- **Bloc de texte**
____________
Les incendies en Californie sont devenus les ouragans de Floride. Un drame annuel. En une semaine, le “Kincade Fire” a dévoré plus de 31 000 hectares dans la région viticole du comté de Sonoma, au nord de San Francisco. Toute la Californie a été placée, dimanche dernier, en état d’urgence par son gouverneur Gavin Newsom. Mercredi 30 octobre, le feu était contenu à 30%. Sur son passage, il a détruit 206 bâtiments, quand quelque 90 000 sont encore menacés par les flammes, selon Cal Fire.
Une image a particulièrement tourné sur les télévisions du monde : celle de la propriété de Soda Rock Winery, sur la route 128 (Wine road), en feu. Epargnée par les incendies de 2017, la salle de dégustation, construite en 1869 et qui accueillait nombre de réceptions (du mariage à la dégustation de vin), était notamment un des lieux les plus emblématiques de la région. Un drame qui a directement affecté la Normande Isabelle Adams, directrice des événements et de la salle de dégustation de la propriété viticole depuis 10 ans. Après le rachat de la structure réouverture en 2010, elle a contribué à la remodeler et la décorer.
____________
- **Données fournies**
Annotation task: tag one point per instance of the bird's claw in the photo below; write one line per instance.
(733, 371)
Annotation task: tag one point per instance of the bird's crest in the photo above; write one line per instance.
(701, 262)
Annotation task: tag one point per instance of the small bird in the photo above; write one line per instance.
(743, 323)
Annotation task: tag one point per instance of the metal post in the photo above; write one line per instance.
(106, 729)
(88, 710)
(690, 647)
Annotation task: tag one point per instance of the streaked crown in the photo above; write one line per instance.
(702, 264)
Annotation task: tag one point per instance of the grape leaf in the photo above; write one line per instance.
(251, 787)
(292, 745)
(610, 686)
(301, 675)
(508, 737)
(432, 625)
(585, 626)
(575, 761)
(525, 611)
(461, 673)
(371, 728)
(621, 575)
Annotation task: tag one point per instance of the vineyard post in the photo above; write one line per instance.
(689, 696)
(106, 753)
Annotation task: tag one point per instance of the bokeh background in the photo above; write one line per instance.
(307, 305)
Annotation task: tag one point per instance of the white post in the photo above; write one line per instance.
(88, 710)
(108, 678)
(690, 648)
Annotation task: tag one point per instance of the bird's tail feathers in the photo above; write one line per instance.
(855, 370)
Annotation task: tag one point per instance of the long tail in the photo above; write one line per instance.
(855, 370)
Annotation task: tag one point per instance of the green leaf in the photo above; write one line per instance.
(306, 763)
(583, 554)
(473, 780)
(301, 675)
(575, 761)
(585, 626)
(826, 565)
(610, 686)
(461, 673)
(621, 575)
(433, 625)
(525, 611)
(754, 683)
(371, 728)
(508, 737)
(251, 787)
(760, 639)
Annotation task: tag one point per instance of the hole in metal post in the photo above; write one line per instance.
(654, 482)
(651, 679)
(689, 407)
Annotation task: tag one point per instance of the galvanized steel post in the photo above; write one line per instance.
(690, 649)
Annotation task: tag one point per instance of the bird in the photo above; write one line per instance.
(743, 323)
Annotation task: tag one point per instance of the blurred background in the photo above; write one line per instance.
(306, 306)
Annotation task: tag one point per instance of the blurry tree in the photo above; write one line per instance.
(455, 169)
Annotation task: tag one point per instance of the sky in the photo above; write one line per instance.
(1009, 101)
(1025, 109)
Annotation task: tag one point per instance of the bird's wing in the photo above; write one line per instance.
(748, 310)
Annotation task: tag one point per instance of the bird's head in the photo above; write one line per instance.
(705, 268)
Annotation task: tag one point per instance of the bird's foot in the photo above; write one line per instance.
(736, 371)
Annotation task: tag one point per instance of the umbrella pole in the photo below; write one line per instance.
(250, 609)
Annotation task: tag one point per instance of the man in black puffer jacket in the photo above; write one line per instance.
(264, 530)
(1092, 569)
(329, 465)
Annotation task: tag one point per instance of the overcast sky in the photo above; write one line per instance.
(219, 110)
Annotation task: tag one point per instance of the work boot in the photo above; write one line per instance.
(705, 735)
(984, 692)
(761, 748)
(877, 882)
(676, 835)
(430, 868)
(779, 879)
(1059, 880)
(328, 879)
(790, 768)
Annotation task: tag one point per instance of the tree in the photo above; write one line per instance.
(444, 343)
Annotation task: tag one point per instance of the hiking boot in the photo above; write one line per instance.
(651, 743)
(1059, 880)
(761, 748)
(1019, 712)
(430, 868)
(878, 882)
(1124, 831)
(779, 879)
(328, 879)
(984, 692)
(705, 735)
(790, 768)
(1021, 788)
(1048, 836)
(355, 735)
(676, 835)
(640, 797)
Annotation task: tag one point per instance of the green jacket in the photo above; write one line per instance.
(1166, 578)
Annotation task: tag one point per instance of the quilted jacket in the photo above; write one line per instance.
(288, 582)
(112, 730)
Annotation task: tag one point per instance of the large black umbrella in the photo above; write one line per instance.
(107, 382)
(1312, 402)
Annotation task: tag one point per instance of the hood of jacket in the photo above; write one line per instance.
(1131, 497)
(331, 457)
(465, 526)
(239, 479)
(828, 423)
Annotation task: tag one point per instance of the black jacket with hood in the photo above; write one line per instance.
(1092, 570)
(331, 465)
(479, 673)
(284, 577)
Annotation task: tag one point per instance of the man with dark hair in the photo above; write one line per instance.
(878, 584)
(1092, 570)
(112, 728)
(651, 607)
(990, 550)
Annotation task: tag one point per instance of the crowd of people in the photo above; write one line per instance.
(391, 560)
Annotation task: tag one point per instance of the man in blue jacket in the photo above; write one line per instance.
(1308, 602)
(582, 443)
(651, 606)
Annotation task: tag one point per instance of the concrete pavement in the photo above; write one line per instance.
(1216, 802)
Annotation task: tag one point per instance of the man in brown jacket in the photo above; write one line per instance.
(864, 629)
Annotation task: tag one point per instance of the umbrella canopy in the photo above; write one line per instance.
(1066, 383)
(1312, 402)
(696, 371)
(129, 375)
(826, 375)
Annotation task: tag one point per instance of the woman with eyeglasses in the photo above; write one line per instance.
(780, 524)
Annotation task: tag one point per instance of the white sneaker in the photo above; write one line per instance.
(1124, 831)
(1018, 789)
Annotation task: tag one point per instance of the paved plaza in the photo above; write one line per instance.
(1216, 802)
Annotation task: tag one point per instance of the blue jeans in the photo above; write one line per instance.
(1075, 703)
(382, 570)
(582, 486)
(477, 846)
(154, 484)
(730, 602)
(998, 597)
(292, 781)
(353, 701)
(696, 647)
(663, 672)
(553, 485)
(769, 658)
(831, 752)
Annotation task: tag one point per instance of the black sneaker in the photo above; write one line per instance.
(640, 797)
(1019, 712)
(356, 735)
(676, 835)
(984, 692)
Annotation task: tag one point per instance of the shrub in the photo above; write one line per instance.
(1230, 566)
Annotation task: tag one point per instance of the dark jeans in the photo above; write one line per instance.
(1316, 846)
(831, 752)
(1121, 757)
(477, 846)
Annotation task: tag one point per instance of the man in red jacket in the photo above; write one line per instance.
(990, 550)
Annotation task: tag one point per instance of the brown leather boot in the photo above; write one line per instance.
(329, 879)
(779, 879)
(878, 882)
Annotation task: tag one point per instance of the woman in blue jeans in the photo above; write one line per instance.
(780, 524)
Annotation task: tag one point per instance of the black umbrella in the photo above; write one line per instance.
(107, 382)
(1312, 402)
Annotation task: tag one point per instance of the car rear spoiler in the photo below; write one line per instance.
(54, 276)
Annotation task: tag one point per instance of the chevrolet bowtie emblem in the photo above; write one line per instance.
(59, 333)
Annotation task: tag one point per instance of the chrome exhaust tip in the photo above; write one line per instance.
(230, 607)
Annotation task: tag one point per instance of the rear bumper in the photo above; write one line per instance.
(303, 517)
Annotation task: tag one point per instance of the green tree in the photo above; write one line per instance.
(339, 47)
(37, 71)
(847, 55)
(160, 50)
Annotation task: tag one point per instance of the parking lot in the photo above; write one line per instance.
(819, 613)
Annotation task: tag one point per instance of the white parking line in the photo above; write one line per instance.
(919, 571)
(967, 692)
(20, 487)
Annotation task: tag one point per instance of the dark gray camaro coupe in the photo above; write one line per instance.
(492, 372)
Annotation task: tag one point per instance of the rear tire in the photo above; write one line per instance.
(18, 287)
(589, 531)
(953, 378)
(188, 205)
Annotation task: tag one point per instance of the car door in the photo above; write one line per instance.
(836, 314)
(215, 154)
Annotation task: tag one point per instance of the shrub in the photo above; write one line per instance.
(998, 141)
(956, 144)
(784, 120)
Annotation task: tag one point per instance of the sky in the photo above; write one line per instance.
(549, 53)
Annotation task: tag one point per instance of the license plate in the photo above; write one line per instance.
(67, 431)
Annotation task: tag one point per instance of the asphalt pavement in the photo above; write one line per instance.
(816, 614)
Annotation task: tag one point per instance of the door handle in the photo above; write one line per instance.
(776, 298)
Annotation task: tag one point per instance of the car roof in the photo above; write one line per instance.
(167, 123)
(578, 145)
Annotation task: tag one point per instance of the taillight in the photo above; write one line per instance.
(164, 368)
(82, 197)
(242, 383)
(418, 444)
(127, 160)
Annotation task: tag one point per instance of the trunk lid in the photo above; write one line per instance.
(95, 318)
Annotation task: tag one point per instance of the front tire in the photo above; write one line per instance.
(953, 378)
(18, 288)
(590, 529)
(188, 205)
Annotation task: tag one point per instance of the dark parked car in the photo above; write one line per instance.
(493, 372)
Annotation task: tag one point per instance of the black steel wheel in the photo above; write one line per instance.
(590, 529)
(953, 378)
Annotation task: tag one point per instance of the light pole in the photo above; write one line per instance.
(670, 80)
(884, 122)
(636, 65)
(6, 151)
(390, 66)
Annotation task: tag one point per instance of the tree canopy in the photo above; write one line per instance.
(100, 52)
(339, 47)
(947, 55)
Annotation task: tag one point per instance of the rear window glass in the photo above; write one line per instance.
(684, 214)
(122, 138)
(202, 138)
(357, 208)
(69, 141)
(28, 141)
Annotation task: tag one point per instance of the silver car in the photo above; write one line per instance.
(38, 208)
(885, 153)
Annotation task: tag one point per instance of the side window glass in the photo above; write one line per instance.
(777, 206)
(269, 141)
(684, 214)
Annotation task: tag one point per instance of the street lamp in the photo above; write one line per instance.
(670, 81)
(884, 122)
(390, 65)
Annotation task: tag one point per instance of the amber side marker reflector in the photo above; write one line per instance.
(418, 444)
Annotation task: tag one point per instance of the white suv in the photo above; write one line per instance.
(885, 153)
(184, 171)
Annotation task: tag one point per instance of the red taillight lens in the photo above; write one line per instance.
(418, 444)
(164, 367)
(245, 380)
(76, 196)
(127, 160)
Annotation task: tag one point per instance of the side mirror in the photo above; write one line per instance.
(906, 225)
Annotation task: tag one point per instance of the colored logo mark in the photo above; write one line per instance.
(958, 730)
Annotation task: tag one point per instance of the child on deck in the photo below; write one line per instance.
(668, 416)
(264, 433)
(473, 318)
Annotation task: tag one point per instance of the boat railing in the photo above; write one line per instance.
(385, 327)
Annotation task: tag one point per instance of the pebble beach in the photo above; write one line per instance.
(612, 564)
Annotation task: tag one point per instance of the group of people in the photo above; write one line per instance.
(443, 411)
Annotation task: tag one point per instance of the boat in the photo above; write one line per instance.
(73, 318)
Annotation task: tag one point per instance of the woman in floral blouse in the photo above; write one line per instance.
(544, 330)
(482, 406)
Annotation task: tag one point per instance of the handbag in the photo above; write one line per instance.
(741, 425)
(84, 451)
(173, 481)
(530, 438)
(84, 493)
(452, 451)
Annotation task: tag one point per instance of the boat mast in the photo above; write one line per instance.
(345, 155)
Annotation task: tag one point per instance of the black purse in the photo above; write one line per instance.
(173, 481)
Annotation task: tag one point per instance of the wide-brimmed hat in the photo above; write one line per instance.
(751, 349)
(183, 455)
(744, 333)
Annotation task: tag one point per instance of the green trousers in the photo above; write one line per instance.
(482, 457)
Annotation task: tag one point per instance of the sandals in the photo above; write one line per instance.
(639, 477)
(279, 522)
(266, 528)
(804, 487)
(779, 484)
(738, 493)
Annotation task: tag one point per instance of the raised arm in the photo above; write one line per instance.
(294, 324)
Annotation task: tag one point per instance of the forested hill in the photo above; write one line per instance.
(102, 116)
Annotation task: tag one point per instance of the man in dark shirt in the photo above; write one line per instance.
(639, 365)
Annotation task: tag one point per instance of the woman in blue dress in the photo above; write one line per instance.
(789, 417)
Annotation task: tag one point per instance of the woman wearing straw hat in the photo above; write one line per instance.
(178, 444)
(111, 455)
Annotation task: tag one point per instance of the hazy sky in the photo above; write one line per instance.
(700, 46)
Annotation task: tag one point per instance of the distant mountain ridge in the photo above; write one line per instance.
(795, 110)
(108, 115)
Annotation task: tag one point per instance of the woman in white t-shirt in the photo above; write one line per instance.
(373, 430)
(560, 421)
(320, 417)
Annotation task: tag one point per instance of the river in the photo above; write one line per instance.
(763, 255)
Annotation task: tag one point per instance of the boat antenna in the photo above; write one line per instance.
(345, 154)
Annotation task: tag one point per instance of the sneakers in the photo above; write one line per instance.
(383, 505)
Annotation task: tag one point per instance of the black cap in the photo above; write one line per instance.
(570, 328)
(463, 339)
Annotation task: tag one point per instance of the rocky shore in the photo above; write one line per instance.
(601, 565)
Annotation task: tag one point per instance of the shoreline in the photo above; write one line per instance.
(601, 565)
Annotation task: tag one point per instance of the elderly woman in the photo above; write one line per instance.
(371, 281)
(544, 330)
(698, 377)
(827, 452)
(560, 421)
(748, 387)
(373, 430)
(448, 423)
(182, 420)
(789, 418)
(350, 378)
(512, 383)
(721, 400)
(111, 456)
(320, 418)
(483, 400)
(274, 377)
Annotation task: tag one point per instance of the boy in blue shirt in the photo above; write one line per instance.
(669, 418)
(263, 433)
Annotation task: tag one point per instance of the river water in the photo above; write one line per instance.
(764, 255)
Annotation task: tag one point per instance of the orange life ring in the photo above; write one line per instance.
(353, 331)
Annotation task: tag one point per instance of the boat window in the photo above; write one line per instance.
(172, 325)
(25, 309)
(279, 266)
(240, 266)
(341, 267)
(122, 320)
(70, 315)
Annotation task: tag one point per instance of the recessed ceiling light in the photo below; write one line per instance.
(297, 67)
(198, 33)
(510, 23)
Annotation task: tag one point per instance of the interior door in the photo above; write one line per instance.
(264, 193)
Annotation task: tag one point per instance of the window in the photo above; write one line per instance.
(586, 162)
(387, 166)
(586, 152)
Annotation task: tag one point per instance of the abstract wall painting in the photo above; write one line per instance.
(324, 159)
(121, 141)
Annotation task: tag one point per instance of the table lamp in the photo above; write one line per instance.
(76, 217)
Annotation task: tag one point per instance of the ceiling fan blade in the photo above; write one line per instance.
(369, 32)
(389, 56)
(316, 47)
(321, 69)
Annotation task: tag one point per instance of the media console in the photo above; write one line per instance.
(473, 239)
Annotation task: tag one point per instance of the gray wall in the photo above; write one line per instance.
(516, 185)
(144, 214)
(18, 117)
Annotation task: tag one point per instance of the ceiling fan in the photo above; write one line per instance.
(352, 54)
____________
- **Consigne de l'exercice**
Remplacez « comté de Sonoma » par « comté de Napa » dans tout le passage de l'article sur les incendies en Californie allant de « Les incendies en » jusqu'à « selon Cal Fire. », puis donnez ce passage ainsi modifié.

- **Réponse à fournir**
Les incendies en Californie sont devenus les ouragans de Floride. Un drame annuel. En une semaine, le “Kincade Fire” a dévoré plus de 31 000 hectares dans la région viticole du comté de Napa, au nord de San Francisco. Toute la Californie a été placée, dimanche dernier, en état d’urgence par son gouverneur Gavin Newsom. Mercredi 30 octobre, le feu était contenu à 30%. Sur son passage, il a détruit 206 bâtiments, quand quelque 90 000 sont encore menacés par les flammes, selon Cal Fire.